## WORK TO DO
Rewrite the listing below as a Markdown table with the columns Row and Line. Give each non-blank line its own row, numbered in order.

[Box annotation data rows]
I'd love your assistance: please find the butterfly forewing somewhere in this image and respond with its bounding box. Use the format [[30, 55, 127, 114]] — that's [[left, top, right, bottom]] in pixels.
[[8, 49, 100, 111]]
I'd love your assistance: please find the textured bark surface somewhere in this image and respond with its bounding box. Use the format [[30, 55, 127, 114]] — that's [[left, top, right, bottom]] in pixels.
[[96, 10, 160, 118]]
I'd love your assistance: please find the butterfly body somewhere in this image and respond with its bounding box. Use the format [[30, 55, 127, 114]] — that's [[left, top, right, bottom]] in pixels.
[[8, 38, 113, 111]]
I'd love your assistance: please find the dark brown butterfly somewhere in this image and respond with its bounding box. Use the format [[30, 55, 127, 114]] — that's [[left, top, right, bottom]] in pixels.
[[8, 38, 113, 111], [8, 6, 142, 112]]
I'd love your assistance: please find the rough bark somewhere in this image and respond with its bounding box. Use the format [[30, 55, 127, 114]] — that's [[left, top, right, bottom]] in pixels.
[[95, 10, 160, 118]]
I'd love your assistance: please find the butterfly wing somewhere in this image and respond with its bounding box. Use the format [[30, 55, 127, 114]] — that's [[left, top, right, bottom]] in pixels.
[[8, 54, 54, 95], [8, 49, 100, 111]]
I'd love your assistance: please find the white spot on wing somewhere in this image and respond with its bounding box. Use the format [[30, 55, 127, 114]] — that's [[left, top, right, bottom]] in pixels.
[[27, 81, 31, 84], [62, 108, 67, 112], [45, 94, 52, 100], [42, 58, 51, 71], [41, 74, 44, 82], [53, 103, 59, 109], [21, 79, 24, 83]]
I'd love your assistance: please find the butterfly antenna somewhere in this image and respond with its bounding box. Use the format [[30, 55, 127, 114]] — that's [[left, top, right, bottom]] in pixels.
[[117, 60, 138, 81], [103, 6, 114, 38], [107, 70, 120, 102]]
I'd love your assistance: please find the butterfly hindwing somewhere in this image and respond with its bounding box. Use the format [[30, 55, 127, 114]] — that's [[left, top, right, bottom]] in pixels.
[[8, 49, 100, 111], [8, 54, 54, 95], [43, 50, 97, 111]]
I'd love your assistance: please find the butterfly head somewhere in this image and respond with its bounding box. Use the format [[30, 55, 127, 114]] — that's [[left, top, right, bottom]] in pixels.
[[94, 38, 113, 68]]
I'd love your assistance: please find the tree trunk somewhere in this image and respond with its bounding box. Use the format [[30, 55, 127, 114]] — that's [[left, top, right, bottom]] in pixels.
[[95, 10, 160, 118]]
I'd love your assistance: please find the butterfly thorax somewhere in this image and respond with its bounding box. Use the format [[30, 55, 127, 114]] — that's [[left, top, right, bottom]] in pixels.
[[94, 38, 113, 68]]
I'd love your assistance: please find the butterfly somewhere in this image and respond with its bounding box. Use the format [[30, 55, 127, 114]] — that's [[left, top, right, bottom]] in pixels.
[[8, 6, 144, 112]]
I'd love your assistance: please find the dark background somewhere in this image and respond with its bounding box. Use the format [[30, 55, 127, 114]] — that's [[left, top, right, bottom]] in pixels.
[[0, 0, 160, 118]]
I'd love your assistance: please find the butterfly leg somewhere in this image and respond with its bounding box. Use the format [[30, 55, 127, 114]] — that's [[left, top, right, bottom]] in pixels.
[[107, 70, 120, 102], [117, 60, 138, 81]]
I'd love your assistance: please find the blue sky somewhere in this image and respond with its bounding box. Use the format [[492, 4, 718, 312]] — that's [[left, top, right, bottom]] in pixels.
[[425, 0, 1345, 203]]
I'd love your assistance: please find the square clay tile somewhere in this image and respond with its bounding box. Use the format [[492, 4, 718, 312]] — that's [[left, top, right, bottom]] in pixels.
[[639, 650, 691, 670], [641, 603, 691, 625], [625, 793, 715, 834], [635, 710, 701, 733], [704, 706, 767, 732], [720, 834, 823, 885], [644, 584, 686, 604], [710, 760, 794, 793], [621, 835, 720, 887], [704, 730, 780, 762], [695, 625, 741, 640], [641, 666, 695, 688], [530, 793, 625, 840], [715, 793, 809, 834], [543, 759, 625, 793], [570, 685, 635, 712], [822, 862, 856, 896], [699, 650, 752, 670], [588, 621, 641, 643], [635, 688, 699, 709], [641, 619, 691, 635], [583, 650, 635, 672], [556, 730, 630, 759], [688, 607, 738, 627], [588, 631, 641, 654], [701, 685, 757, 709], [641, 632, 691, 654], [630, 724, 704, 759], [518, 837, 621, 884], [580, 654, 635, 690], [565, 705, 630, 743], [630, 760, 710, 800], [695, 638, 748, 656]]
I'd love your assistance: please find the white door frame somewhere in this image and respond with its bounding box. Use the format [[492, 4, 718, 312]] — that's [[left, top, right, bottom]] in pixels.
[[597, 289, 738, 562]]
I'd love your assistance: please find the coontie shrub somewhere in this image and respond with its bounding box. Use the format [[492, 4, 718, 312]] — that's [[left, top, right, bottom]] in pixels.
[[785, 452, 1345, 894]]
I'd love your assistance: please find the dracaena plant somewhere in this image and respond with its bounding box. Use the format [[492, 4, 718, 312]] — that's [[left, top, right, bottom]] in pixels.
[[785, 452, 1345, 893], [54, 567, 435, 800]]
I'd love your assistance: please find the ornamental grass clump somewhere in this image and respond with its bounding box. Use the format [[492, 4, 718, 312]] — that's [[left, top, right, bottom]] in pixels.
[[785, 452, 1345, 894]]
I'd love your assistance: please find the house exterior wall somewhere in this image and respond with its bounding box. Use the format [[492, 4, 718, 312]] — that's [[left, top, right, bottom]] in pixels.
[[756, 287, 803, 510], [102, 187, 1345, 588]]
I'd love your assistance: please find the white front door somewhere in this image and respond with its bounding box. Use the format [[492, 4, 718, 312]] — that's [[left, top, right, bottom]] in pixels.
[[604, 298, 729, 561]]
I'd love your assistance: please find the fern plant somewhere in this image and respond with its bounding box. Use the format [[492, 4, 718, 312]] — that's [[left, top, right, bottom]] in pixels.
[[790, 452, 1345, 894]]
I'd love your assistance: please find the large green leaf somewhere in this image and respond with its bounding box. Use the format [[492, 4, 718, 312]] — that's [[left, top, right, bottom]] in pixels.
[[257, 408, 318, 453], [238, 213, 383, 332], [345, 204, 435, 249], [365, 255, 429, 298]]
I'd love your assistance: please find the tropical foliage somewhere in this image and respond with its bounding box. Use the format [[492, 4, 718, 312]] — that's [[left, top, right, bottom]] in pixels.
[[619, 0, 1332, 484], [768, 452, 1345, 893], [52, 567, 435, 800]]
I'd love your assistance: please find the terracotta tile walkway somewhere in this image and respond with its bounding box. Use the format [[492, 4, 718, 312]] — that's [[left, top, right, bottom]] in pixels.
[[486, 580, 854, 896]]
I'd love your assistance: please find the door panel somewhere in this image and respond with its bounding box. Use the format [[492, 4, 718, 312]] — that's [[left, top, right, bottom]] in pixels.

## THE OUTPUT
| Row | Line |
|---|---|
| 1 | I'd love your assistance: please find the butterfly forewing somewhere in this image and respond with its bounding box. Use the format [[30, 55, 127, 114]] — that's [[left, top, right, bottom]] in pixels. |
| 2 | [[8, 49, 100, 111]] |
| 3 | I'd love your assistance: please find the textured bark surface somewhere in this image and respond with its bounding box. Use the format [[30, 55, 127, 114]] — that's [[left, top, right, bottom]] in pixels. |
| 4 | [[96, 10, 160, 118]] |
| 5 | I'd love your assistance: please find the butterfly body somewhere in this image and respond with its bounding box. Use the format [[30, 55, 127, 114]] — that's [[left, top, right, bottom]] in pixels. |
| 6 | [[8, 38, 113, 111]] |
| 7 | I'd love your assistance: please find the dark brown butterfly somewhere in this image and respond with its bounding box. Use the format [[30, 55, 127, 114]] — that's [[left, top, right, bottom]] in pixels. |
| 8 | [[8, 38, 113, 111], [8, 6, 142, 112]] |
| 9 | I'd love your assistance: please find the rough bark somewhere in this image and respond with its bounding box. Use the format [[30, 55, 127, 114]] — that's [[left, top, right, bottom]] in pixels. |
| 10 | [[95, 10, 160, 118]] |
| 11 | I'd love your assistance: please find the butterfly wing somewhere in this image and respond with its bounding box. Use the format [[30, 55, 127, 114]] — that's [[left, top, right, bottom]] in pixels. |
| 12 | [[8, 54, 54, 95], [8, 49, 100, 111]] |
| 13 | I'd love your assistance: please find the white spot on wing somewhere in this image and respond with its bounding box. Use the format [[30, 55, 127, 114]] — that's [[left, top, right, bottom]] in pixels. |
| 14 | [[27, 81, 31, 84], [62, 108, 67, 112], [45, 94, 52, 100], [42, 58, 51, 71], [41, 74, 44, 82], [53, 103, 59, 109], [21, 79, 24, 83]] |
| 15 | I'd love your assistance: please find the butterfly antenna somewhere in this image and respond with its bounding box. Use the format [[30, 55, 127, 114]] — that's [[left, top, right, bottom]] in pixels. |
| 16 | [[117, 60, 138, 81], [103, 6, 114, 38], [107, 70, 120, 102]] |
| 17 | I'd love your assistance: please find the butterfly hindwing somewhere in this image and respond with its bounding box. Use the format [[30, 55, 127, 114]] — that's [[left, top, right, bottom]] in pixels. |
| 18 | [[8, 49, 100, 111], [8, 54, 54, 95], [43, 50, 97, 111]] |
| 19 | I'd love your assistance: please find the butterfly head somewhere in this image and respond with its bounding box. Use the format [[30, 55, 127, 114]] — that's [[left, top, right, bottom]] in pixels. |
| 20 | [[94, 38, 113, 68]] |
| 21 | I'd love your assistance: please find the tree trunk somewhere in this image and respond with its bounding box. Use the format [[30, 55, 127, 114]] — that's [[left, top, right, bottom]] in pixels. |
| 22 | [[95, 10, 160, 118]] |
| 23 | I'd love your assistance: please find the butterfly thorax somewhere in this image and respond with its bounding box. Use the format [[30, 55, 127, 114]] — that's [[left, top, right, bottom]] in pixels. |
| 24 | [[94, 38, 113, 68]] |
| 25 | I'd love your assistance: please find the butterfly somewhere in this image and respond with its bounding box. Use the format [[30, 55, 127, 114]] — that's [[left, top, right, bottom]] in pixels. |
| 26 | [[8, 6, 144, 112]] |
| 27 | I'd love your assistance: please find the dark background somewhere in this image and respond with its bounding box. Use the format [[30, 55, 127, 114]] — that's [[left, top, right, bottom]] in pixels. |
| 28 | [[0, 0, 160, 118]] |
| 29 | I'd love your assistance: please find the butterfly leg somewhere in this image and respond with its bounding box. Use the format [[30, 55, 127, 114]] — that's [[left, top, right, bottom]] in pixels. |
| 30 | [[107, 70, 120, 102], [117, 60, 138, 81]] |
| 31 | I'd love your assistance: please find the blue sky somewhere in this image and respond with its bounding box. Use the format [[492, 4, 718, 312]] — that's [[left, top, right, bottom]] in pixels. |
| 32 | [[425, 0, 1345, 203]] |
| 33 | I'd love your assistance: please find the square clay tile somewhere in this image and respond with its bounding box. Use the format [[492, 4, 718, 312]] — that's [[left, top, right, bottom]] in pixels. |
| 34 | [[639, 650, 691, 670], [641, 603, 691, 625], [625, 793, 715, 834], [635, 710, 701, 733], [704, 706, 767, 732], [720, 834, 823, 885], [644, 584, 686, 604], [710, 760, 794, 793], [621, 835, 720, 887], [704, 730, 780, 762], [695, 625, 741, 640], [641, 666, 695, 688], [530, 793, 625, 840], [715, 793, 809, 834], [543, 759, 625, 793], [570, 685, 635, 712], [822, 862, 856, 896], [699, 650, 752, 670], [588, 621, 641, 643], [635, 688, 699, 709], [641, 619, 691, 635], [583, 650, 635, 672], [556, 730, 630, 759], [688, 607, 738, 627], [588, 631, 641, 654], [701, 685, 757, 709], [641, 632, 691, 654], [630, 724, 704, 759], [518, 837, 621, 884], [580, 654, 635, 690], [565, 705, 630, 743], [630, 760, 710, 800], [695, 638, 748, 656]] |
| 35 | I'd love your assistance: please find the white door frame somewhere in this image and respond with its bounding box. Use the format [[492, 4, 718, 312]] — that's [[left, top, right, bottom]] in pixels. |
| 36 | [[597, 289, 738, 562]] |
| 37 | I'd love your assistance: please find the coontie shrub somewhere in this image and respond with its bounding box. Use the format [[492, 4, 718, 312]] — that's [[left, top, right, bottom]] in pixels. |
| 38 | [[785, 452, 1345, 894]] |
| 39 | I'd love your assistance: please find the dracaena plant somewhere in this image and respond with its bounding box. Use the format [[492, 4, 718, 312]] — that's [[left, top, right, bottom]] in pixels. |
| 40 | [[785, 452, 1345, 893], [54, 567, 435, 800]] |
| 41 | I'd love your assistance: please find the ornamental grass clump somewhere in this image and respond with its bounding box. Use the format [[492, 4, 718, 312]] — that's [[left, top, right, bottom]] in pixels. |
| 42 | [[785, 452, 1345, 894]] |
| 43 | I'd love your assistance: please find the house exterior wall somewhere in this image and respond with its bounding box. Use the format [[492, 4, 718, 312]] — that's [[left, top, right, bottom]] in pixels. |
| 44 | [[756, 287, 803, 510], [102, 187, 1345, 588]] |
| 45 | I'd love your assistance: please find the white front door somewhere in this image and respond with its bounding box. Use the format [[492, 4, 718, 312]] — that's [[left, top, right, bottom]] in pixels. |
| 46 | [[604, 298, 729, 561]] |
| 47 | I'd love your assistance: please find the fern plant somewhere in this image and respond with its bounding box. Use the format [[492, 4, 718, 312]] — that's [[left, top, right, bottom]] in pixels. |
| 48 | [[790, 452, 1345, 894]] |
| 49 | I'd love your assistance: please find the large green leaf somewhere in this image and respond with its bounding box. Use the format [[492, 4, 718, 312]] — that's [[left, top, right, bottom]] in pixels. |
| 50 | [[257, 408, 318, 453], [238, 213, 383, 332], [345, 204, 435, 249], [365, 255, 429, 298]] |
| 51 | I'd love your assistance: please find the tropical foliage somewhere in this image and respond with its bounding box. Use the format [[492, 4, 718, 312]] — that's [[left, top, right, bottom]] in pixels. |
| 52 | [[619, 0, 1332, 484], [768, 452, 1345, 893], [52, 567, 435, 800]] |
| 53 | I'd love your assistance: please find the terracotta tile walkway somewhere in this image and respond with its bounding box. Use the format [[492, 4, 718, 312]] — that's [[left, top, right, bottom]] in pixels. |
| 54 | [[486, 580, 854, 896]] |
| 55 | I'd love your assistance: please find the door panel somewhere in this image and respond with its bounding box. Use the format [[492, 4, 718, 312]] — that's [[left, top, right, bottom]] in pixels. |